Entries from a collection
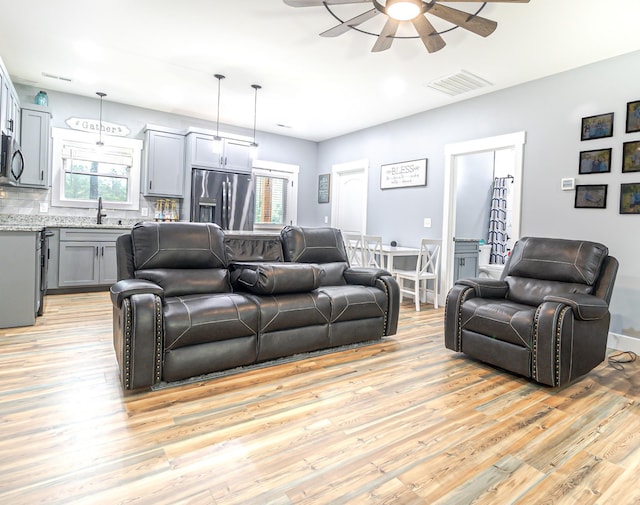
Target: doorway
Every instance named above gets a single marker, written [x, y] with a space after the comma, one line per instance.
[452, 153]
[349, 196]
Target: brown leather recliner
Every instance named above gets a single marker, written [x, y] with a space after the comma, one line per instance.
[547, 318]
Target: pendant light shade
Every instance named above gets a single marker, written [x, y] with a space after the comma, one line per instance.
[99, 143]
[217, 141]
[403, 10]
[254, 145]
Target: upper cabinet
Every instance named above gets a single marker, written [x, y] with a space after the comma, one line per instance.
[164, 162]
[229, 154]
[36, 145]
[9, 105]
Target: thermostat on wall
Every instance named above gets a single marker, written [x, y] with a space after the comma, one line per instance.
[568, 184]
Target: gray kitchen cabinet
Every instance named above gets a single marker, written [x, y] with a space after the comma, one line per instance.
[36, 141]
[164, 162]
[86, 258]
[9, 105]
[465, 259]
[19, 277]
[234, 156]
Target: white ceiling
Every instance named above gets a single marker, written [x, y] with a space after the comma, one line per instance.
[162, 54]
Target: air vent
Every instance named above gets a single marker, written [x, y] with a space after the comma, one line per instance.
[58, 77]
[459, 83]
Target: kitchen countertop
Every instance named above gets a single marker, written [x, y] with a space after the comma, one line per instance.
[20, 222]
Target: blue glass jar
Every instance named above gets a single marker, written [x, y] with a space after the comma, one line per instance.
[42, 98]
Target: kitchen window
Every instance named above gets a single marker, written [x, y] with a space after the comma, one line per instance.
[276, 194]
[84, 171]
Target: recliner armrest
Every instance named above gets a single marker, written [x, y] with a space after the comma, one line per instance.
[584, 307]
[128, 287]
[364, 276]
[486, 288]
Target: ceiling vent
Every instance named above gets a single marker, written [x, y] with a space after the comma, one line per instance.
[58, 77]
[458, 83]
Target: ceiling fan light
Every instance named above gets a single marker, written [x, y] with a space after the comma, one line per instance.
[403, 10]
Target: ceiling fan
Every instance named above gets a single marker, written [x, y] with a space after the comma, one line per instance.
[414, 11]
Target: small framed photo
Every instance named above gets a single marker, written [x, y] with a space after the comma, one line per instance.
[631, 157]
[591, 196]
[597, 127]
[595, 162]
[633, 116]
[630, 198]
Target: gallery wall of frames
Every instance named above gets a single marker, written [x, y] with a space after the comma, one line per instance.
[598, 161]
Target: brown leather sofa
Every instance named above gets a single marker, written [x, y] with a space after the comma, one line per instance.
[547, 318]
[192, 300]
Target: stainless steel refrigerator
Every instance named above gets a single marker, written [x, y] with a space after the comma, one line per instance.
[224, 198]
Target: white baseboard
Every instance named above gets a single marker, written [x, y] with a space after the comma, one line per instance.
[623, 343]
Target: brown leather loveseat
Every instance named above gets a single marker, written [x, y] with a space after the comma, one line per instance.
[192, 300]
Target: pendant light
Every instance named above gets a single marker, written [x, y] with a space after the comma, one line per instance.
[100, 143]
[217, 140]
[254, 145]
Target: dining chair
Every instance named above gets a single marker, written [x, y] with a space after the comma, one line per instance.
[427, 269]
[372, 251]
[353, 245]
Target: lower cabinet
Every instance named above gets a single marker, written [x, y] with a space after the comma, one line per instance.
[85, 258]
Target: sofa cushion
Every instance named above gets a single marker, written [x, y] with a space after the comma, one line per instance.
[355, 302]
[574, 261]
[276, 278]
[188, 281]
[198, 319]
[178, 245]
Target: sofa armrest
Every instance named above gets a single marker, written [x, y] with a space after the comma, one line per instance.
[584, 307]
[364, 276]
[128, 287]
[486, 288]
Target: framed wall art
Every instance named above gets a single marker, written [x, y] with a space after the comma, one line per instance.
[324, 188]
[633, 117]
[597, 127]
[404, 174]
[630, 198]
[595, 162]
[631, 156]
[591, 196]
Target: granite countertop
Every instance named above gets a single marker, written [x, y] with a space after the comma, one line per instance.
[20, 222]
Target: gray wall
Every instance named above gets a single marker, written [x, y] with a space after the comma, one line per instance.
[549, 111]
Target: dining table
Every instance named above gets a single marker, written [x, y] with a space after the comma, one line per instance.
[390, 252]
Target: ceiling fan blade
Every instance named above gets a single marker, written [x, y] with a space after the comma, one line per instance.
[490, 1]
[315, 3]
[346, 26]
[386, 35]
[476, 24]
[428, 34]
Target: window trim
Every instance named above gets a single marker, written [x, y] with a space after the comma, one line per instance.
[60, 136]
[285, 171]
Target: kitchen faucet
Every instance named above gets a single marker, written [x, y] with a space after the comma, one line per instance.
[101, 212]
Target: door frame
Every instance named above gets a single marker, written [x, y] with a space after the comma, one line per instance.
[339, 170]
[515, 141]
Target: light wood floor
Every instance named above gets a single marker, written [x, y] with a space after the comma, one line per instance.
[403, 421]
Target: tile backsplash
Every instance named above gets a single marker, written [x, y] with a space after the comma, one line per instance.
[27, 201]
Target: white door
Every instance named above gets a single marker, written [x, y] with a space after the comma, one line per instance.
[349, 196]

WRITTEN TASK. Retype all of the lines above exactly, leaving the pictures out of your answer.

TASK OUTPUT.
Target: doorway
Every instance named above gets a single marker, written [x, y] with a space after the comma, one line per instance.
[452, 153]
[349, 196]
Target: brown leather recliner
Every instance named above gets a single marker, written [x, y] with a space after the comma, one line per instance.
[547, 318]
Target: pendant light shade
Every instance named above gets a single marker, written [x, y] with a space after the comma, one line per instance.
[99, 143]
[217, 141]
[403, 10]
[254, 145]
Target: upper cabinet
Every instance named above gets a single marker, written [x, y] with a space after the comma, one line per instance.
[164, 162]
[229, 154]
[36, 145]
[9, 105]
Target: thermostat on wall
Every instance named above gets a single marker, written [x, y] with a space after the comma, one line per instance.
[568, 184]
Target: gray kitchen cabinet
Every instance named above gets a single marker, written [x, y] with a space after the comma, one line per instance.
[36, 141]
[164, 162]
[86, 258]
[9, 105]
[465, 259]
[19, 277]
[234, 156]
Target: white ceiling
Every instance named above gets a single marker, written [x, y] with a space after the comma, one line per instance.
[162, 54]
Target: air vent
Every instance named above gets a single marker, written [x, y] with a space after the comma, one line per instance.
[58, 77]
[459, 83]
Target: kitchen countertop
Every instance named above gets a single marker, written [x, y] with a space after the comma, one line per instance.
[20, 222]
Target: blue glass jar
Every instance named above gets a single marker, written [x, y] with a space after the comma, one line per instance.
[42, 98]
Target: kitchen window
Every instance named above gets a single marker, written [x, y] with a space after the comma, one line per instance.
[276, 194]
[84, 171]
Target: recliner armrest
Every instance named above gets a single marker, written [x, y] with a space after the comma, one line per instance.
[584, 307]
[128, 287]
[364, 276]
[486, 288]
Target: ceiling vent
Every instance named above gets a single marker, written [x, y] with a space after the comma, one line per instance.
[58, 77]
[458, 83]
Target: ceiling fan light
Every instance named above gets a single marker, written [x, y] with a space after the comma, one line per instance.
[403, 10]
Target: ceiling fan
Every instance named above gets a single marker, written [x, y] with a space after the comma, one line per instance.
[414, 11]
Target: small framed photo
Every instance named above gets a single marker, written [x, y] with a space after the comma, one line per instance.
[631, 157]
[591, 196]
[597, 127]
[595, 162]
[633, 116]
[630, 198]
Target: gallery wall of frames
Every instance named above gets a single marker, written [x, y] with a space after the comma, one line per instance.
[598, 161]
Target: brown leather sofa
Every instance named above gets a single marker, written [x, y] with a space after the comma, one line per instance.
[547, 318]
[192, 300]
Target: stainless steel refrigerator
Every instance named above gets a single marker, written [x, y] with a space after the comma, one line per instance.
[224, 198]
Target: white baseboard
Every instance named above gets a single marker, written [x, y] with a space after the comma, one line per instance.
[623, 343]
Target: brown leather loveseat
Every instance named above gets a single marker, written [x, y] with a space after the comma, one line per instance.
[192, 300]
Target: pendant light
Every instance named above gets a single marker, written [x, y] with a space after the comma, one line per instance.
[100, 143]
[217, 140]
[254, 145]
Target: dining chair
Every instance named above gets a single marker, written [x, y] with a space after the comma, one line per instance.
[427, 269]
[372, 251]
[353, 245]
Target: lower cabinet
Every instance named above gets a single marker, written [x, y] with a space after the comma, one line per instance.
[85, 258]
Target: sofa cushion
Every instance named above gets a single marker, written [x, y] with a space after the comma, one line per instance.
[355, 302]
[574, 261]
[276, 278]
[188, 281]
[198, 319]
[178, 245]
Target: sofa armrest
Every instance named above gets a single marker, written [x, y] with a space after the comma, one line per instance.
[584, 307]
[364, 276]
[128, 287]
[486, 288]
Target: framed wall art
Every instance named above gets a single marker, written [x, y] with a space after the comma, one line per instance.
[324, 188]
[633, 117]
[597, 127]
[404, 174]
[630, 198]
[595, 162]
[631, 156]
[591, 196]
Target: granite countertop
Every instance named above gets a single marker, written [x, y] with a space after the comma, one line per instance.
[20, 222]
Target: gray wall
Every instance named above gets a single marker, written [x, y] with a space after the comma, one line per instance.
[549, 111]
Target: dining table
Every instance named above gets a single marker, written [x, y] with a space after the comma, one line per instance.
[390, 252]
Target: ceiling fan blade
Every instance named above gets a single marker, written [x, y] with a space after the comma, one line per instance.
[490, 1]
[315, 3]
[346, 26]
[386, 35]
[476, 24]
[428, 34]
Target: window trim
Every instance named above gets a single marker, written [x, y] with a space after the comma, one line per instance.
[60, 136]
[285, 171]
Target: kitchen faucet
Every instance named above gets a single marker, written [x, y] with a space after the comma, one line per instance.
[101, 212]
Target: door frame
Every instance named above gets a single marker, written [x, y] with a space after the comma, one line per instance.
[339, 170]
[515, 141]
Target: light wood floor
Every instance named above gets a single marker, written [x, y] with a space after the comma, one line per instance.
[403, 421]
Target: tile backsplash
Every instance named above gets a single marker, written [x, y] with a space after the comma, one line per instance.
[27, 201]
Target: white door
Every instance named above gets a single marker, written [x, y] with a space after the comma, one line per instance.
[349, 196]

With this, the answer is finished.